YOUR TASK:
Reproduce the data below, from the line with "Put a point on every instance of the tall" up to and including the line with "[(117, 30)]".
--------------------------------
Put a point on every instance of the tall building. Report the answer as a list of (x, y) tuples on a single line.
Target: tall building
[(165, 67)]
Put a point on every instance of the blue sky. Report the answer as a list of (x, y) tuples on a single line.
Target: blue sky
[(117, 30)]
--------------------------------
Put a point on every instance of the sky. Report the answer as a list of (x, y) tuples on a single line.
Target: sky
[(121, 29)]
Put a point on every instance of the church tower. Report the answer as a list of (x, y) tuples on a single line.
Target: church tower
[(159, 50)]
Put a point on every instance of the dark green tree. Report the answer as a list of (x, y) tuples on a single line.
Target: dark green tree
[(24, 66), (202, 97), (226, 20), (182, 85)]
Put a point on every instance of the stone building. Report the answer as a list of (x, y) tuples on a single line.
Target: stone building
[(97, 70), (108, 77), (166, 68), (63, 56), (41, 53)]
--------------------------------
CORRECT OUTPUT:
Put a point on every instance of the tall building. Report the answer as a list of (x, y) tuples on a single line.
Target: tall building
[(165, 67)]
Put a point on every instance of the blue sky. Report the answer as a list of (x, y) tuples on a single line.
Target: blue sky
[(117, 30)]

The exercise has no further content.